▶ [Extracted records]:
========================================================================

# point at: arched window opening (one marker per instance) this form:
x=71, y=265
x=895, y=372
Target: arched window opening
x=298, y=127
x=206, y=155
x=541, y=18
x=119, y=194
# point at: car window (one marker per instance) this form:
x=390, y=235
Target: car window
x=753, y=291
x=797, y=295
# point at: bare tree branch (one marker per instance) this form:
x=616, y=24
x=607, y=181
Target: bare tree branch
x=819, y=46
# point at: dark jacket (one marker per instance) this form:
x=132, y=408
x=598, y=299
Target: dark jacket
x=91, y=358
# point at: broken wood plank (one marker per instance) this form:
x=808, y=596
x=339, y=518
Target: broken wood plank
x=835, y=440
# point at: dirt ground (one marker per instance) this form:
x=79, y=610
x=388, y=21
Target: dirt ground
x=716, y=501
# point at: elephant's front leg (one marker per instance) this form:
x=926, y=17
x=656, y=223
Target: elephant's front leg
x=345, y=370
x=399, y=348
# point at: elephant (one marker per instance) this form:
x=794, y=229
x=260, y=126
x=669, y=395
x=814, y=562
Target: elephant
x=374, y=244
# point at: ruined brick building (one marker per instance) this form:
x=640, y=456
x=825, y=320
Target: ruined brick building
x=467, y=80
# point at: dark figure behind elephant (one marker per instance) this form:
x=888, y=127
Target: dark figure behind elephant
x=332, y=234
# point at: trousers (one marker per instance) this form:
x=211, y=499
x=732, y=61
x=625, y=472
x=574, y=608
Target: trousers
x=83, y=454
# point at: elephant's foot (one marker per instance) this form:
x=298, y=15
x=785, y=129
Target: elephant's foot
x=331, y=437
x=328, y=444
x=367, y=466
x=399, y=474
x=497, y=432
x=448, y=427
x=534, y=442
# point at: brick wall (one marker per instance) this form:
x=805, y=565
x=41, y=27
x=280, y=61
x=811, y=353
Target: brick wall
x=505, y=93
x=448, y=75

========================================================================

▶ [Objective]: Rewrite every line from the one containing "# point at: ruined" through the final line, both included. Raise each x and y coordinate in the answers by 112, and leave the requests and their sample coordinates as they are.

▶ [Completed exercise]:
# point at: ruined brick building (one marker per instance) this form:
x=640, y=456
x=825, y=320
Target: ruined brick building
x=579, y=192
# point at: dark figure behind elephant (one marker per instance) this form:
x=888, y=127
Target: dark figure behind elephant
x=444, y=346
# point at: trousers (one marker per instance) this form:
x=211, y=499
x=732, y=61
x=625, y=472
x=574, y=608
Target: trousers
x=195, y=566
# point at: elephant's foot (one marker per instance) this form:
x=298, y=15
x=785, y=129
Target: elephant's foot
x=443, y=549
x=440, y=556
x=479, y=578
x=511, y=586
x=609, y=544
x=560, y=539
x=646, y=554
# point at: brick wall (one marker per instance) this form:
x=805, y=565
x=41, y=27
x=280, y=61
x=811, y=353
Target: brick wall
x=617, y=205
x=560, y=187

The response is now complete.